(Quoted passage Opens)

The article discusses the issue of oil field pollution in Oklahoma, focusing on the impact of toxic wastewater from oil and gas operations on local communities. It highlights the case of Kara Meredith, whose home was contaminated by oil leaking from an old, unplugged well. The article also covers the role of the Oklahoma Corporation Commission in regulating the industry and mentions a documentary by The Frontier and ProPublica investigating this environmental crisis.

Kara Meredith can tell you the exact day her life turned upside down: Aug. 23, 2025.

She was at her home in Fort Gibson, Oklahoma, caring for her 5-week-old son, when one of her daughters ran to tell her there was water all over the bathroom floor. Her husband, Mitch Meredith, wasn’t worried — until he saw the dark liquid bubbling up around the base of the bathtub. Mitch and his relatives worked all night trying to contain it. It was near dawn when his uncle said, “This is oil.”

The United States is the largest oil and gas producer in the world. All of that drilling produces hundreds of billions of gallons of toxic wastewater each year. For decades, energy companies have disposed of that briny fluid by shooting it back underground using high-pressure injection wells. But across Oklahoma, the fluid is spreading uncontrollably belowground, blasting out of old, unplugged wells, polluting land and contaminating drinking water.

(Quoted passage Closes)
(Entries provided Opens)

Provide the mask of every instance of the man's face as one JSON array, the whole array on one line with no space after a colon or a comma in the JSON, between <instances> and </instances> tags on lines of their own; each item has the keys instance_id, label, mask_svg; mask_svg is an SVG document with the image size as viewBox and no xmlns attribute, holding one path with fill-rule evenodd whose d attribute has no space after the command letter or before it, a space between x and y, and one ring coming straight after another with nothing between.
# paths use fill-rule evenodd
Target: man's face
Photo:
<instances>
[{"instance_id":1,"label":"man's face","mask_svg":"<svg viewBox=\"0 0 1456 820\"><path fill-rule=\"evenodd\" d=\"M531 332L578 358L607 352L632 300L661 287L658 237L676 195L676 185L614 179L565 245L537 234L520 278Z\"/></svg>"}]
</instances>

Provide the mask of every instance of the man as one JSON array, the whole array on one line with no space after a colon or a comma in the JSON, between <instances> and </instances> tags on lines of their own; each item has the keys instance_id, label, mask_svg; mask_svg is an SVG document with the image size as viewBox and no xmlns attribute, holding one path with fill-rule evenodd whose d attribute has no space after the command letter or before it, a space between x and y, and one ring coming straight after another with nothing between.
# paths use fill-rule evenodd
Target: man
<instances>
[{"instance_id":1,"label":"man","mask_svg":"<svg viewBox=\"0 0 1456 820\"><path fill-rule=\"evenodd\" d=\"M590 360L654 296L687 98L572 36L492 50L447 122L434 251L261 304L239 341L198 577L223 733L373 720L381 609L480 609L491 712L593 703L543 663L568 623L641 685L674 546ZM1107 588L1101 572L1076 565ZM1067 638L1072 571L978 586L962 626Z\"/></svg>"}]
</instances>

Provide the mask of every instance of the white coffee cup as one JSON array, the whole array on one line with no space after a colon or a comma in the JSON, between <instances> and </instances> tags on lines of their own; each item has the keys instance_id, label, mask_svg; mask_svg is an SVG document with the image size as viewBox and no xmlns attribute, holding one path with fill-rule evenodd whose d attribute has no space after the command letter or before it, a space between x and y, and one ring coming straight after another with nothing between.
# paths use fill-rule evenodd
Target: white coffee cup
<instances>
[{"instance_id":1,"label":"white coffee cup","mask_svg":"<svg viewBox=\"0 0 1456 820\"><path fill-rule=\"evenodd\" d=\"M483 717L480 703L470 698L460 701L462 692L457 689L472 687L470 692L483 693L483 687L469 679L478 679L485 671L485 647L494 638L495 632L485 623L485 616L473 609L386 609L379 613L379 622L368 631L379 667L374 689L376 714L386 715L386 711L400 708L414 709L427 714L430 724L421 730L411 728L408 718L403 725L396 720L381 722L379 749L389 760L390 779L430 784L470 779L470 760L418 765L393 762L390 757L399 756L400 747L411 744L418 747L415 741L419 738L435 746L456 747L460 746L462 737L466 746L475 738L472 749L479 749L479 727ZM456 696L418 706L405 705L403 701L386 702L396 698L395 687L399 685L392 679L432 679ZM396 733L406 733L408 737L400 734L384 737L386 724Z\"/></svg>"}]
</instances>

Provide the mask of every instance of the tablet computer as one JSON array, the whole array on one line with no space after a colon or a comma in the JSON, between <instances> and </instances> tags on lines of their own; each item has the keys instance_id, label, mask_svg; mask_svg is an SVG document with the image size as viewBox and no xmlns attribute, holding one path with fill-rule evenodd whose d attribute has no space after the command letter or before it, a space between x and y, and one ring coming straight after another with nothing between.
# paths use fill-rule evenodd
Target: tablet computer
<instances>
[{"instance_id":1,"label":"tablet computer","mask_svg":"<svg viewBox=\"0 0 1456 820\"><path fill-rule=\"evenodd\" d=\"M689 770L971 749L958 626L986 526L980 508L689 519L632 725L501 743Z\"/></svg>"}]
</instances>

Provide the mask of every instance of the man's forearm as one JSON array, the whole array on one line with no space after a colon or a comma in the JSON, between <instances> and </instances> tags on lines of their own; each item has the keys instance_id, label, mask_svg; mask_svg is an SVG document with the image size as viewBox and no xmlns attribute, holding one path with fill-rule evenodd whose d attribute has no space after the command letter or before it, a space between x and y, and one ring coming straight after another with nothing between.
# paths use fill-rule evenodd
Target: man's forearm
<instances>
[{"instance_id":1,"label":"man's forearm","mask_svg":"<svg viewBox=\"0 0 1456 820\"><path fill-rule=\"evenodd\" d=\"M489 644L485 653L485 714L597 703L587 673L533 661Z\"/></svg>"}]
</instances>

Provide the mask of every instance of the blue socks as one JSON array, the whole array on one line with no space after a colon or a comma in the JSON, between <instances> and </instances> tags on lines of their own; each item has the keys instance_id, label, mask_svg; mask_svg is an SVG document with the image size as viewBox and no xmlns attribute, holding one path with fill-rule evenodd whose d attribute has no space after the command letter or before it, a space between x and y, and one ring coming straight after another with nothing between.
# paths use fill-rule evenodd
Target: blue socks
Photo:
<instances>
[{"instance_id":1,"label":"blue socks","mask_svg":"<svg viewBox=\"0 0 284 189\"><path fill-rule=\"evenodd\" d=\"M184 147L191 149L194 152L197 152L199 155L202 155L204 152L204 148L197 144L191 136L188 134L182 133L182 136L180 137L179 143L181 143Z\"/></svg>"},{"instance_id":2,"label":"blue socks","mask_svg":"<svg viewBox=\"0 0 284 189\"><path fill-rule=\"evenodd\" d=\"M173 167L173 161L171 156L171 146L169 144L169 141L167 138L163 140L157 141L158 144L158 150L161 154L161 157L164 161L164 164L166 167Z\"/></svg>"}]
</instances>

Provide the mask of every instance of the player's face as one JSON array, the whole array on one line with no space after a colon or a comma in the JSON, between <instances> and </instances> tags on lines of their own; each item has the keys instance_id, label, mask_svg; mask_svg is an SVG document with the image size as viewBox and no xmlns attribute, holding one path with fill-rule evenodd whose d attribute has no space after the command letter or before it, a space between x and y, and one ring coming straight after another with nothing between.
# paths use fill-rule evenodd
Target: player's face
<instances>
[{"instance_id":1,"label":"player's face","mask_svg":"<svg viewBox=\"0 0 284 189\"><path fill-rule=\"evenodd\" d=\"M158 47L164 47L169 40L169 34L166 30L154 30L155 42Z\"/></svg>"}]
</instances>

(Entries provided Closes)

» Work request
Resume the article on oil field pollution in Oklahoma, picking up right after its final sentence.

» Output for this task
In a new documentary from The Frontier and ProPublica, reporter Nick Bowlin investigates a scourge of oil field wastewater seeping into the lives of Oklahomans, about half of whom live within a mile of an oil and gas operation.

His reporting takes him to the headquarters of the Oklahoma Corporation Commission, the state agency tasked with regulating oil and gas. The agency told Bowlin that it is committed to “doing the right thing, holding operators accountable, protecting Oklahoma and its resources, and providing fair and balanced regulation.” But as Bowlin continues to dig, he discovers he is far from the first one to raise the alarm about what’s happening in Oklahoma.

Watch the documentary here.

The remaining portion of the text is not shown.